[<prev] [next>] [<thread-prev] [thread-next>] [day] [month] [year] [list]
Message-ID: <aHZM1ZhTsET5AE91@google.com>
Date: Tue, 15 Jul 2025 12:43:01 +0000
From: Keir Fraser <keirf@...gle.com>
To: Sean Christopherson <seanjc@...gle.com>
Cc: linux-arm-kernel@...ts.infradead.org, linux-kernel@...r.kernel.org,
kvm@...r.kernel.org, Eric Auger <eric.auger@...hat.com>,
Oliver Upton <oliver.upton@...ux.dev>,
Marc Zyngier <maz@...nel.org>, Will Deacon <will@...nel.org>,
Paolo Bonzini <pbonzini@...hat.com>,
Li RongQing <lirongqing@...du.com>
Subject: Re: [PATCH 3/3] KVM: Avoid synchronize_srcu() in
kvm_io_bus_register_dev()
On Mon, Jul 07, 2025 at 11:49:34AM -0700, Sean Christopherson wrote:
> On Mon, Jun 30, 2025, Keir Fraser wrote:
> > On Tue, Jun 24, 2025 at 08:11:49AM -0700, Sean Christopherson wrote:
> > > +Li
> > >
> > > On Tue, Jun 24, 2025, Keir Fraser wrote:
> > > > Device MMIO registration may happen quite frequently during VM boot,
> > > > and the SRCU synchronization each time has a measurable effect
> > > > on VM startup time. In our experiments it can account for around 25%
> > > > of a VM's startup time.
> > > >
> > > > Replace the synchronization with a deferred free of the old kvm_io_bus
> > > > structure.
> > > >
> > > > Signed-off-by: Keir Fraser <keirf@...gle.com>
> > > > ---
> > > > include/linux/kvm_host.h | 1 +
> > > > virt/kvm/kvm_main.c | 10 ++++++++--
> > > > 2 files changed, 9 insertions(+), 2 deletions(-)
> > > >
> > > > diff --git a/include/linux/kvm_host.h b/include/linux/kvm_host.h
> > > > index 3bde4fb5c6aa..28a63f1ad314 100644
> > > > --- a/include/linux/kvm_host.h
> > > > +++ b/include/linux/kvm_host.h
> > > > @@ -205,6 +205,7 @@ struct kvm_io_range {
> > > > struct kvm_io_bus {
> > > > int dev_count;
> > > > int ioeventfd_count;
> > > > + struct rcu_head rcu;
> > > > struct kvm_io_range range[];
> > > > };
> > > >
> > > > diff --git a/virt/kvm/kvm_main.c b/virt/kvm/kvm_main.c
> > > > index eec82775c5bf..b7d4da8ba0b2 100644
> > > > --- a/virt/kvm/kvm_main.c
> > > > +++ b/virt/kvm/kvm_main.c
> > > > @@ -5924,6 +5924,13 @@ int kvm_io_bus_read(struct kvm_vcpu *vcpu, enum kvm_bus bus_idx, gpa_t addr,
> > > > }
> > > > EXPORT_SYMBOL_GPL(kvm_io_bus_read);
> > > >
> > > > +static void __free_bus(struct rcu_head *rcu)
> > > > +{
> > > > + struct kvm_io_bus *bus = container_of(rcu, struct kvm_io_bus, rcu);
> > > > +
> > > > + kfree(bus);
> > > > +}
> > > > +
> > > > int kvm_io_bus_register_dev(struct kvm *kvm, enum kvm_bus bus_idx, gpa_t addr,
> > > > int len, struct kvm_io_device *dev)

WRITTEN TASKS:
A: According to the patch email, roughly how much of a VM's startup time can the SRCU synchronization account for?
B: Retype the patch email, starting at "[<prev] [next>] [<thread-prev]" and ending at "kvm_io_bus_register_dev()".
The lines have nothing to do with the patch email.

SOURCE DATA:
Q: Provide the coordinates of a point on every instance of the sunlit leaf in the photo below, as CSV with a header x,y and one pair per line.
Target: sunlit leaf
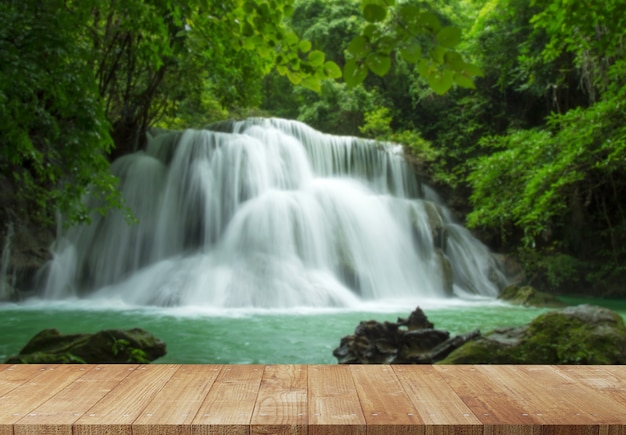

EXPECTED OUTPUTS:
A: Around 25%.

B:
[<prev] [next>] [<thread-prev] [thread-next>] [day] [month] [year] [list]
Message-ID: <aHZM1ZhTsET5AE91@google.com>
Date: Tue, 15 Jul 2025 12:43:01 +0000
From: Keir Fraser <keirf@...gle.com>
To: Sean Christopherson <seanjc@...gle.com>
Cc: linux-arm-kernel@...ts.infradead.org, linux-kernel@...r.kernel.org,
kvm@...r.kernel.org, Eric Auger <eric.auger@...hat.com>,
Oliver Upton <oliver.upton@...ux.dev>,
Marc Zyngier <maz@...nel.org>, Will Deacon <will@...nel.org>,
Paolo Bonzini <pbonzini@...hat.com>,
Li RongQing <lirongqing@...du.com>
Subject: Re: [PATCH 3/3] KVM: Avoid synchronize_srcu() in
kvm_io_bus_register_dev()